DOCUMENT PASSAGE:
────

Cutting edge

Vermont Today
Published December 30, 2007
By Paula Routly
Original Article Here
Finally, a new slaughterhouse opens, and Carl Cushing and family get all the credit

There were 30 slaughterhouses in Vermont when Carl Cushing first started working as a state meat inspector. Three decades later, only seven remain. So, on the occasion of his retirement, 54-year-old Cushing decided to trade in the hardhat and white coat for a blood-smeared yellow apron at Clark's Slaughterhouse in Ferrisburgh. He bought the place he used to regulate.

"I'm on the other side now," he says with a laugh, acknowledging it's an odd way to spend one's golden years. "The question I get most often is, 'Are you crazy?'"

Cushing is far from crazy, actually. As a longtime observer of the local slaughter industry, he understands all the factors that have contributed to its steady decline: increased regulations; high operating costs, including workers comp; a declining pool of skilled labor. More to the point, Cushing notes, "This isn't a really nice job."

────

AVAILABLE DATA:
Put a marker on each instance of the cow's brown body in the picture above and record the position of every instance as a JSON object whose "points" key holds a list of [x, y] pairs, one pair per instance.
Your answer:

────

TASKS AND EXERCISES:
**A)** Update the part of the slaughterhouse article that opens with the words containing "Vermont Today" and closes with "used to regulate.", replacing "hardhat" with "helmet".
**B)** According to the slaughterhouse article, how old was Carl Cushing when he bought Clark's Slaughterhouse?

RESPONSES TO THE TASKS:
**A)**
Vermont Today
Published December 30, 2007
By Paula Routly
Original Article Here
Finally, a new slaughterhouse opens, and Carl Cushing and family get all the credit

There were 30 slaughterhouses in Vermont when Carl Cushing first started working as a state meat inspector. Three decades later, only seven remain. So, on the occasion of his retirement, 54-year-old Cushing decided to trade in the helmet and white coat for a blood-smeared yellow apron at Clark's Slaughterhouse in Ferrisburgh. He bought the place he used to regulate.

**B)** 54